#### [Passage]

'''

# NYC Yellow cab dataset

In [1]:
import pandas as pd
import numpy as np
from time import time

## 1. Download Data

Only download the `TARGET_COLUMNS` from the S3 repository. 

__Warning:__ Even with an excellent connection, it takes around 3 min by month downloaded, so __~40 min__ for the full year.

In [2]:
%%time

TARGET_COLUMNS = ['tpep_pickup_datetime', 'PULocationID'] 

months = []
for m in range(1, 13):
    
    month = '{0:0>2}'.format(m)
    url = "https://s3.amazonaws.com/nyc-tlc/trip+data/yellow_tripdata_2017-{}.csv".format(month)
    
    print('--| ' + url)
    now = time()
    months.append(pd.read_csv(url, usecols=TARGET_COLUMNS))
    
    print('-->', int(time()-now), 'seconds\n')

'''

#### [Required tasks]
**A)** Repeat the stretch of the yellow cab notebook from "TARGET_COLUMNS = ['tpep_pickup_datetime', 'PULocationID']" through "print('--| ' + url)".
**B)** Which column names does the yellow cab notebook assign to `TARGET_COLUMNS`?
**C)** According to the yellow cab notebook, why does downloading the full year take about 40 minutes?

#### [Stored records]

'''

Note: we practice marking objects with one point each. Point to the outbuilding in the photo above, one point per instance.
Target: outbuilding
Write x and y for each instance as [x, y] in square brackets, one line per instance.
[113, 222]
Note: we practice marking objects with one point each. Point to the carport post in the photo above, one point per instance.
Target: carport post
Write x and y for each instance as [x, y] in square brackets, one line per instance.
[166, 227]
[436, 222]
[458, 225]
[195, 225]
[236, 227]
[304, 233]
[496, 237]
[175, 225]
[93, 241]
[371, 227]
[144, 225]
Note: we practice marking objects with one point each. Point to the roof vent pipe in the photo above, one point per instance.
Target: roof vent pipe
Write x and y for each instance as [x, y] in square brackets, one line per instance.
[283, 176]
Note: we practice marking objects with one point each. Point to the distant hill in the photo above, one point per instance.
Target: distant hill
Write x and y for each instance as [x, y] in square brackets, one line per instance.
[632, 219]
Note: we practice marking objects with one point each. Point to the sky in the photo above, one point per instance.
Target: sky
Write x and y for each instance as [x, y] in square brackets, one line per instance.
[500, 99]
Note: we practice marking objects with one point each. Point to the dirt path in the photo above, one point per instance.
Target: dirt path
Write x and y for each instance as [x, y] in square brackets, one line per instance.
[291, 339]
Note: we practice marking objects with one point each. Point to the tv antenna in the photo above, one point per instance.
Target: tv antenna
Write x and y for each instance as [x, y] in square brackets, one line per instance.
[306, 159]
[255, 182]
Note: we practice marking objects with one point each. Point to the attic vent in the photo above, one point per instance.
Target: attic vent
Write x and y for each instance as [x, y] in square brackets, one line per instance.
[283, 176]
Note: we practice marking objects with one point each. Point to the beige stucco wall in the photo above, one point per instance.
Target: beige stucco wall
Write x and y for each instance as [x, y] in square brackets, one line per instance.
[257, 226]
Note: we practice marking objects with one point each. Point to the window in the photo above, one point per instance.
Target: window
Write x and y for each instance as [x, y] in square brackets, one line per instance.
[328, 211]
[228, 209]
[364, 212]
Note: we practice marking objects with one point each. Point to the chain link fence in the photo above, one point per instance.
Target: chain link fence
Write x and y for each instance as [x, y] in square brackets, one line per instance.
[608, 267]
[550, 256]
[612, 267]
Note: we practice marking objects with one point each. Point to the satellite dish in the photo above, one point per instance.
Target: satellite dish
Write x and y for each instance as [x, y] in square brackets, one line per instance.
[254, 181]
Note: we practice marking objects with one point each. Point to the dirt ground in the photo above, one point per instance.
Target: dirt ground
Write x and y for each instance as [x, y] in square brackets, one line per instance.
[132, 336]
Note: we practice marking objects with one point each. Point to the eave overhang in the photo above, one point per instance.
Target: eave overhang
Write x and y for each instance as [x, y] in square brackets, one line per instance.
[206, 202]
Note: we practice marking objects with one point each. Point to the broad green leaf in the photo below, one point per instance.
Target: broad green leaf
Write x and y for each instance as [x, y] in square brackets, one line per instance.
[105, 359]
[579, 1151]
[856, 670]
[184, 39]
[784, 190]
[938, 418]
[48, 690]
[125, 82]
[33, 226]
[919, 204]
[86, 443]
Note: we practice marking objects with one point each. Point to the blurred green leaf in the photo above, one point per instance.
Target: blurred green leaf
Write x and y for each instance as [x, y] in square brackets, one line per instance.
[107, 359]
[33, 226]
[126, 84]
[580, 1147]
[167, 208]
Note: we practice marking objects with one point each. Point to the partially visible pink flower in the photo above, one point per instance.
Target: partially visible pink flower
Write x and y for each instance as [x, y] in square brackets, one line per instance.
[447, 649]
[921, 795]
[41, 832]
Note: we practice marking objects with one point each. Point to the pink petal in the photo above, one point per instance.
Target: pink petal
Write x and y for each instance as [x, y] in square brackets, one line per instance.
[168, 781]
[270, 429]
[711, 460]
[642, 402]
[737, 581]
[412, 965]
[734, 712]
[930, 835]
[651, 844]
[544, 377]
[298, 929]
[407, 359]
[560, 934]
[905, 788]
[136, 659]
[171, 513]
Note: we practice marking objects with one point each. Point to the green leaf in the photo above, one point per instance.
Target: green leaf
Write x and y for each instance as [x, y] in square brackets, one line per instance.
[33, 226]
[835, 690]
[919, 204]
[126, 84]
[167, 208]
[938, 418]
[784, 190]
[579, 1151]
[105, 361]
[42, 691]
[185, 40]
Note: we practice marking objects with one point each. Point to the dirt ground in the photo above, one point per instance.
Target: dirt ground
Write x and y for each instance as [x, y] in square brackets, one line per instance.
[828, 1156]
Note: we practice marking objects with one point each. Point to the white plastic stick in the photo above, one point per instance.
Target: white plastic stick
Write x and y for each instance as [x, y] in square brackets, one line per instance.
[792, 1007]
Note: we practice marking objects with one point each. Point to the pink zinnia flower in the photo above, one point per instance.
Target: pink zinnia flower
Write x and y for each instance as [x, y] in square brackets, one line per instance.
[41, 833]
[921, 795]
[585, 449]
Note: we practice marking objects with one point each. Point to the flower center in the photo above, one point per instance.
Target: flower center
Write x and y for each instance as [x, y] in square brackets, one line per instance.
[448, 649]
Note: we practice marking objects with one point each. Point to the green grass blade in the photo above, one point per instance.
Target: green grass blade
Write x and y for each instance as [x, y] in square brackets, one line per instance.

'''

#### [Answers per task]
**A)**
TARGET_COLUMNS = ['tpep_pickup_datetime', 'PULocationID'] 

months = []
for m in range(1, 13):
    
    month = '{0:0>2}'.format(m)
    url = "https://s3.amazonaws.com/nyc-tlc/trip+data/yellow_tripdata_2017-{}.csv".format(month)
    
    print('--| ' + url)

**B)** 'tpep_pickup_datetime' and 'PULocationID'.

**C)** Even with an excellent connection, each month takes around 3 minutes to download. The loop fetches all twelve monthly files for 2017, so the whole download comes to roughly 40 minutes.